Record extracts:

┏━━

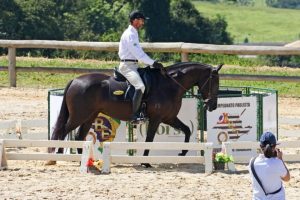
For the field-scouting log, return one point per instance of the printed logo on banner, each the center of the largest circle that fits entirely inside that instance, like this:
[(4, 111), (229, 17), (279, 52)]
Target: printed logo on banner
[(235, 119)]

┗━━
┏━━

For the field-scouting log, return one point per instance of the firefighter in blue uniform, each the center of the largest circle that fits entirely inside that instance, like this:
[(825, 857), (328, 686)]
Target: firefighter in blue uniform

┗━━

Required task:
Repeat the lines from the one containing "of the printed" up to and including the one containing "[(235, 119)]", without altering them.

Finished answer:
For the field-scouting log, return one point per instance of the printed logo on banner, each the center of the largest circle that fits entirely inside that instance, like this:
[(4, 111), (229, 17), (279, 52)]
Target: printed logo on banner
[(235, 119)]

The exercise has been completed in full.